[PROMPT]
Show every line of the data that includes the word "below".

:: MATERIAL SUPPLIED ::

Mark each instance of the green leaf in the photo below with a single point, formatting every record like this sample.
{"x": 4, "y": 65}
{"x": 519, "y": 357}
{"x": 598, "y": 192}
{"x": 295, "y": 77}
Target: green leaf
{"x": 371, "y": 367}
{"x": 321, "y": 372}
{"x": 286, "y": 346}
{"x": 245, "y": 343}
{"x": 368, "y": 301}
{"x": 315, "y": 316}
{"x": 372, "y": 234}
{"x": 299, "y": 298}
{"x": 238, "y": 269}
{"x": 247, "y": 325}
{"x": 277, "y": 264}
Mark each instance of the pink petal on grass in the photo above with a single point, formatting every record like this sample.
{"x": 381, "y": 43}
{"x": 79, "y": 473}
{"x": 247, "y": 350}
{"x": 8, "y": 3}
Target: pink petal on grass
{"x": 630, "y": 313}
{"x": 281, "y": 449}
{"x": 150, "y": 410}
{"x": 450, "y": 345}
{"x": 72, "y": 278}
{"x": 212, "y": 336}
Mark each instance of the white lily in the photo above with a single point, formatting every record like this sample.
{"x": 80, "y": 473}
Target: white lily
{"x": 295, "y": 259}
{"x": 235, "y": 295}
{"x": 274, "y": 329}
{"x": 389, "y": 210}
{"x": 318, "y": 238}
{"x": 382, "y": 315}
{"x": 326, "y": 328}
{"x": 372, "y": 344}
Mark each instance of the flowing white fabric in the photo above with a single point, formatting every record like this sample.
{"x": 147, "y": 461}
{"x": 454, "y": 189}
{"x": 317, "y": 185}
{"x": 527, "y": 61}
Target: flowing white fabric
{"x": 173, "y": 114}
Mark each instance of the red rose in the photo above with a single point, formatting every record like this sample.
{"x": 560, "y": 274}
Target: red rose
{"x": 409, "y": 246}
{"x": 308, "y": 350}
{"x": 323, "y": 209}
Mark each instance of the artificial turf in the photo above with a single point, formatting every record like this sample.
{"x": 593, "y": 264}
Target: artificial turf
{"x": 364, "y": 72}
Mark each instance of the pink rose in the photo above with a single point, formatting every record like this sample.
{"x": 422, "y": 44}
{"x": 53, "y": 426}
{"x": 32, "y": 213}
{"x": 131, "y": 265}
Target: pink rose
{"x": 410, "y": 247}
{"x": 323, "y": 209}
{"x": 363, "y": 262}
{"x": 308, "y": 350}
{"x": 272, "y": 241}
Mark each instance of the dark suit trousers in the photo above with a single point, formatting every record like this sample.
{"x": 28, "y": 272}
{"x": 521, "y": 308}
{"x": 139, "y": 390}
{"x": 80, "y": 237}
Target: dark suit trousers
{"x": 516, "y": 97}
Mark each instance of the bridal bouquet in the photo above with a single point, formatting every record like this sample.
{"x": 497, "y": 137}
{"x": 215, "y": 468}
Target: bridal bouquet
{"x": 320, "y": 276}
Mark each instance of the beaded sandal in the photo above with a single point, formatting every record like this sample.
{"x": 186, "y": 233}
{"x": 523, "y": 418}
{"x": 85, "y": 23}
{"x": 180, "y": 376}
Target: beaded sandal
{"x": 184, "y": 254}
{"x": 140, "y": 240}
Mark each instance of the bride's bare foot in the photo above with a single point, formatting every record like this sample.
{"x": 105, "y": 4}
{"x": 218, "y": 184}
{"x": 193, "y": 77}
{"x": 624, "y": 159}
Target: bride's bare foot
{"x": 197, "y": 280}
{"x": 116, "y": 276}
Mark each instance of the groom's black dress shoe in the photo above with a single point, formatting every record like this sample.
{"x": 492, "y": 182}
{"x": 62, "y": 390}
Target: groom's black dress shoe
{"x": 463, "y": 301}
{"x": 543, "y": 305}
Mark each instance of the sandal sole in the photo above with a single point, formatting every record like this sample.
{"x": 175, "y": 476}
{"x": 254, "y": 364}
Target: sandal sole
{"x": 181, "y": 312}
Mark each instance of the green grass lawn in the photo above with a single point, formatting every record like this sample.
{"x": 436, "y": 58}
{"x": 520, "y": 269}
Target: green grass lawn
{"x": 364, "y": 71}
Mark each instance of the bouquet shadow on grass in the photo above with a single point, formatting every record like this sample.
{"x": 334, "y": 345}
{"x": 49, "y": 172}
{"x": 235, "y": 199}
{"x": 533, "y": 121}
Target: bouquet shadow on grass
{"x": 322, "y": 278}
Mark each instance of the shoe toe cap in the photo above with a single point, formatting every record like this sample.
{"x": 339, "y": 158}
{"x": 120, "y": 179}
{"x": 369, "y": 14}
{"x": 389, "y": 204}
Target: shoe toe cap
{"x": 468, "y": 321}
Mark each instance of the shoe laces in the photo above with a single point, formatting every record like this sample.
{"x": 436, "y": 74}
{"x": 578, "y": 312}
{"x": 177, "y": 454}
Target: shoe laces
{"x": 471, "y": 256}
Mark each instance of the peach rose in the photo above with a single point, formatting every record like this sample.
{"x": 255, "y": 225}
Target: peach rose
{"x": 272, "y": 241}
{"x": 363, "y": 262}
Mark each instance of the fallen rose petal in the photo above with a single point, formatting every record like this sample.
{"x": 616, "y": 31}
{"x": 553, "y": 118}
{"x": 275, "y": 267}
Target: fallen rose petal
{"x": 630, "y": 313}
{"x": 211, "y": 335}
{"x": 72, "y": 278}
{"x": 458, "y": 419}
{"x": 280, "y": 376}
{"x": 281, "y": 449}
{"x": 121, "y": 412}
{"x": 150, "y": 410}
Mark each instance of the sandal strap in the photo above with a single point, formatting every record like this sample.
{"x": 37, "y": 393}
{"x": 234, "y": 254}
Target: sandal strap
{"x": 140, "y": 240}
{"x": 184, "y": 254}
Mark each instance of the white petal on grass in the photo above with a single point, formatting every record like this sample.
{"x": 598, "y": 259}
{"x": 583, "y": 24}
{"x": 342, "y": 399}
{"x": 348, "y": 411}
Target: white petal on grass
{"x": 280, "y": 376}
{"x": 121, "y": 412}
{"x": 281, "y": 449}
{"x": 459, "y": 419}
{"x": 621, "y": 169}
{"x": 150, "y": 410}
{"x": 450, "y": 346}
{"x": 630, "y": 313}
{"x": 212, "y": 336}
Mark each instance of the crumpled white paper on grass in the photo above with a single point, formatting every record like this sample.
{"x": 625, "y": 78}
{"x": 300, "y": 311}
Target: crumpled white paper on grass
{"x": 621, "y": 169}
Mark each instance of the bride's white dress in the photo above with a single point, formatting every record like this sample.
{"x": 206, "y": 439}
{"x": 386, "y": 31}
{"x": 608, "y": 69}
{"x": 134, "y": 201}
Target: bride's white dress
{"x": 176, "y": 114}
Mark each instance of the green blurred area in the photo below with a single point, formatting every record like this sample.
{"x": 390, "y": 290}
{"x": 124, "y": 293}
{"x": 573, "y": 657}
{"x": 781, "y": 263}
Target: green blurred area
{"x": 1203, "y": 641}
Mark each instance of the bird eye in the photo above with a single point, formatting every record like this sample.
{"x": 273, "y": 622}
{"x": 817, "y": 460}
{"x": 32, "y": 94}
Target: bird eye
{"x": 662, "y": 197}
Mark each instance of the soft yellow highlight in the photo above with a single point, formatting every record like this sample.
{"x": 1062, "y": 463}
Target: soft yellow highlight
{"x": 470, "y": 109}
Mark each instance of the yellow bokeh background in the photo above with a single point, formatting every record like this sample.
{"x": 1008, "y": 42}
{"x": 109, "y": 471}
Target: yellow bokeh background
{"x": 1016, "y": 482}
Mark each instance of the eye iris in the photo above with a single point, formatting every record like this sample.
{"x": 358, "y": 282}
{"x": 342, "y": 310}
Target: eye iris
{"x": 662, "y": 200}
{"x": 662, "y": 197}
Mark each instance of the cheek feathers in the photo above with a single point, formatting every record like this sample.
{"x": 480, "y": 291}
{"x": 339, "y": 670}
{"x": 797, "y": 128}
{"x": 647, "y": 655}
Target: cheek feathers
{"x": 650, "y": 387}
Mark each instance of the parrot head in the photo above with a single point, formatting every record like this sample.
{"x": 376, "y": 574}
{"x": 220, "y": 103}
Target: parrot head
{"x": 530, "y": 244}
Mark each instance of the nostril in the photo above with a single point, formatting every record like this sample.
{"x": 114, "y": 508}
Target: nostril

:::

[WRITTEN SOLUTION]
Mark each instance of the green leaf in the photo below with a single point, formatting every record like this sample.
Mark each instance of the green blurred area in the photo below with a single point, formatting every record like this sample.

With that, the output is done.